● What the task requires
Every entry needs to be repeated exactly, with nothing left out.

● Given records

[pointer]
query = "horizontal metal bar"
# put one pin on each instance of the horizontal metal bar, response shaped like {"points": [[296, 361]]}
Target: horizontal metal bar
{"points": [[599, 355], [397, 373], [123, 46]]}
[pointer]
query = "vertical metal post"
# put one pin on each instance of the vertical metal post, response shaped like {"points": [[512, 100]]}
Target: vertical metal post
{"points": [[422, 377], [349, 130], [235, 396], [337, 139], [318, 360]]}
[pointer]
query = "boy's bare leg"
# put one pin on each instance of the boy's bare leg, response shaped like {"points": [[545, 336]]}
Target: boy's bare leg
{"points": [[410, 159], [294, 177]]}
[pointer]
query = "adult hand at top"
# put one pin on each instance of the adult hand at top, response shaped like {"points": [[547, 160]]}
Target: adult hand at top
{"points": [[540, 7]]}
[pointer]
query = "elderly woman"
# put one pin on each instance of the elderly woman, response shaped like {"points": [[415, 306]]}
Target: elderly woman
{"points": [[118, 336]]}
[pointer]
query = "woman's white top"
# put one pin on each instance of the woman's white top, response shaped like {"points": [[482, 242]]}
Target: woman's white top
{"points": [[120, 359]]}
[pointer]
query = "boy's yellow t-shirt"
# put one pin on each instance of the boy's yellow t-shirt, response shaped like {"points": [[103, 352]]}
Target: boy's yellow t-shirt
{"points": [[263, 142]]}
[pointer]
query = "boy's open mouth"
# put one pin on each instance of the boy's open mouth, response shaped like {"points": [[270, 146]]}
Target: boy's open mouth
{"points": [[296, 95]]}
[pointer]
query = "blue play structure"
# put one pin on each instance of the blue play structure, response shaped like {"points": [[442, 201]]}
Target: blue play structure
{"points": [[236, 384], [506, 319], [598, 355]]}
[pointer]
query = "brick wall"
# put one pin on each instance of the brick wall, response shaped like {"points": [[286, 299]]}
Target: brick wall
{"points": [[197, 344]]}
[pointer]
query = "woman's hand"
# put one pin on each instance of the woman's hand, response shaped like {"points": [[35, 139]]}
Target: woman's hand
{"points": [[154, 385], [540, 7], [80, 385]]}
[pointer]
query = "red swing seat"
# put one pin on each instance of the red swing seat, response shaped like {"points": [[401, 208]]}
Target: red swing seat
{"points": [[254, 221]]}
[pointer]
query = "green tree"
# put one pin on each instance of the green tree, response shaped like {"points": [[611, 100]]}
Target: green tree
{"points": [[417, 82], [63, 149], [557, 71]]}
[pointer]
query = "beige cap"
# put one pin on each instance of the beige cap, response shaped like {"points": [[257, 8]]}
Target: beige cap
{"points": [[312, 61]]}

● Answer box
[pointer]
query = "horizontal metal bar"
# put one pin on each instance of the horizontal metal bar, response shaped like {"points": [[296, 361]]}
Target: horizontal metal bar
{"points": [[599, 355], [397, 373], [123, 46]]}
[pointer]
query = "vertical metal post"
# put one pin on each instance of the vertical metal post, response shaped like {"points": [[512, 100]]}
Target: vertical metal post
{"points": [[422, 377], [349, 130], [235, 396], [337, 139], [318, 360]]}
[pointer]
query = "boy's bare leg"
# put one pin on each instance of the boy's bare leg, response shaped like {"points": [[545, 336]]}
Target: boy's bare leg
{"points": [[410, 159], [294, 177]]}
[pointer]
query = "adult hand at top"
# put one pin on each instance of the adult hand at top, response shaped like {"points": [[547, 160]]}
Target: adult hand at top
{"points": [[540, 7]]}
[pointer]
query = "elderly woman"
# put one pin on each instance of the elderly woman, response shaped like {"points": [[415, 306]]}
Target: elderly woman
{"points": [[118, 336]]}
[pointer]
query = "woman's white top"
# put one pin on each instance of the woman's white top, response shaped like {"points": [[482, 242]]}
Target: woman's white top
{"points": [[120, 359]]}
[pointer]
query = "boy's yellow t-shirt"
# put one pin on each instance of the boy's yellow t-shirt, response shaped like {"points": [[103, 352]]}
Target: boy's yellow t-shirt
{"points": [[263, 142]]}
[pointer]
query = "boy's open mouth"
# put one pin on each instance of the boy's open mouth, response shaped like {"points": [[270, 146]]}
Target: boy's open mouth
{"points": [[296, 95]]}
[pointer]
query = "blue play structure"
# put one pin on each instance of the blue play structure, response shaped like {"points": [[442, 201]]}
Target: blue play structure
{"points": [[236, 384], [506, 319], [598, 355]]}
[pointer]
query = "brick wall"
# put one pin on each instance of the brick wall, response shaped like {"points": [[286, 299]]}
Target: brick wall
{"points": [[197, 344]]}
[pointer]
query = "woman's hand"
# put one pin on each instance of the woman's hand, response shaped like {"points": [[35, 139]]}
Target: woman's hand
{"points": [[154, 385], [540, 7], [80, 385]]}
[pointer]
query = "red swing seat"
# put one pin on each instance of the red swing seat, response shaped like {"points": [[401, 208]]}
Target: red swing seat
{"points": [[254, 221]]}
[pointer]
query = "green tree"
# put one pin on each instance of the green tree, response shaped like {"points": [[611, 100]]}
Target: green tree
{"points": [[417, 82], [63, 149], [557, 71]]}
[pointer]
query = "beige cap"
# put one pin on each instance of the beige cap, response shaped like {"points": [[257, 8]]}
Target: beige cap
{"points": [[312, 61]]}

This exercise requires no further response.